The problem -
Beginning with the line of the entries below that holds "Target: turquoise lake" and ending with the line that holds "Target: concrete patio slab", transcribe each line exactly as written. Pictures stay out.

___ Data for review

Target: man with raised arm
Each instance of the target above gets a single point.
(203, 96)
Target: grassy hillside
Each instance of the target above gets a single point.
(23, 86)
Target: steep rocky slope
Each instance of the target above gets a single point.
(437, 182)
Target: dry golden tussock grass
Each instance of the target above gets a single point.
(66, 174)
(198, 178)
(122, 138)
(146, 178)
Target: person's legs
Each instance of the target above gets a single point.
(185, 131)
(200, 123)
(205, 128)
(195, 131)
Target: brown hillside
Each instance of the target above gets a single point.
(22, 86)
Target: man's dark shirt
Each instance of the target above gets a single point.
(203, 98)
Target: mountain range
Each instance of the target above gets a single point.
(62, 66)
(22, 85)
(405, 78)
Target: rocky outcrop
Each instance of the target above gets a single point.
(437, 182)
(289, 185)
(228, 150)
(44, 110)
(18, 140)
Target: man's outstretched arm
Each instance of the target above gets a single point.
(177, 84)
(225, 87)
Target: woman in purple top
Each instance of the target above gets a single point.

______
___ Data for review

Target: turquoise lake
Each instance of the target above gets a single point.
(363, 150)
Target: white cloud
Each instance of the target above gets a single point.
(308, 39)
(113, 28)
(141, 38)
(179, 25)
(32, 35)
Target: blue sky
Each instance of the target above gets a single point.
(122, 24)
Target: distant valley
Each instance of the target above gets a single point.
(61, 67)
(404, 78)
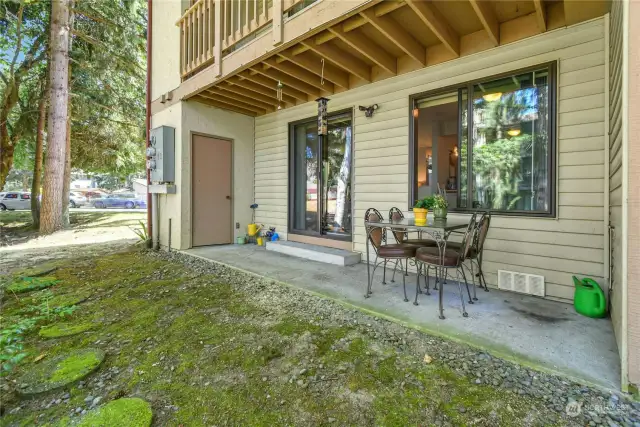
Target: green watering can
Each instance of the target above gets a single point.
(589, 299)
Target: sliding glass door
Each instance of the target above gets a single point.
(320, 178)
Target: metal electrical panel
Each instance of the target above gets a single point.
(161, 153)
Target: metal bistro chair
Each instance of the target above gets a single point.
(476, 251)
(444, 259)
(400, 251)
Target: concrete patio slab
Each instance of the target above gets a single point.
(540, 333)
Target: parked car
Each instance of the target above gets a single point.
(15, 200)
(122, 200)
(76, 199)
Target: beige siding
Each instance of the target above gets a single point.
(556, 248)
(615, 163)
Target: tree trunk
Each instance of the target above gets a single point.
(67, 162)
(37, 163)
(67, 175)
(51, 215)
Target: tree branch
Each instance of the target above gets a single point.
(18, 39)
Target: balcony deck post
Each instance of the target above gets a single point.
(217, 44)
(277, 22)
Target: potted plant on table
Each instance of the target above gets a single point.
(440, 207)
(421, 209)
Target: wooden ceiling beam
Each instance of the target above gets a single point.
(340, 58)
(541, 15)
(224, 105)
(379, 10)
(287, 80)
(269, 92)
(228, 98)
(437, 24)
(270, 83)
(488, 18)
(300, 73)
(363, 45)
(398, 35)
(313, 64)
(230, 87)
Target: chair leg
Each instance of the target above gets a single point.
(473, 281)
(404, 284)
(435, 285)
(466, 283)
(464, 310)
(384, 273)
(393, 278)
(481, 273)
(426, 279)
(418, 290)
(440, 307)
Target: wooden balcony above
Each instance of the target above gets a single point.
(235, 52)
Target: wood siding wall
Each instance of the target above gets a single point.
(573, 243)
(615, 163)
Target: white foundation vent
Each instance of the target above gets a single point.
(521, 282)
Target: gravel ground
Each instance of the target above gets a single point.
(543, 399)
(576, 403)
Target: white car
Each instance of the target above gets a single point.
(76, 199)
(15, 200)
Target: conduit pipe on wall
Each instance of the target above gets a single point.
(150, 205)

______
___ Data for review

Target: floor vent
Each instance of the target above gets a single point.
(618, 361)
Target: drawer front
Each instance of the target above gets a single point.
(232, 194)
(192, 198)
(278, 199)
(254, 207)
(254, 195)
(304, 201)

______

Written answer -
Target: turquoise lake
Each instance of the target above gets a single point.
(363, 150)
Target: white cloud
Each instance of the target above gets a single point.
(308, 39)
(113, 28)
(141, 38)
(179, 25)
(32, 35)
Target: blue sky
Each instance of the target above gets a single point.
(122, 24)
Target: distant valley
Each instance of the target above gets a single point.
(61, 67)
(404, 78)
Target: green watering can
Each instance of the target above gets a single point.
(589, 299)
Target: sliding glass door
Each instance of the target above gets a single point.
(320, 178)
Target: metal electrical panel
Each instance of the target above gets a single point.
(161, 153)
Target: metal bistro chair
Each instance of the target above gets a single point.
(476, 251)
(444, 259)
(400, 251)
Target: concrete patio slab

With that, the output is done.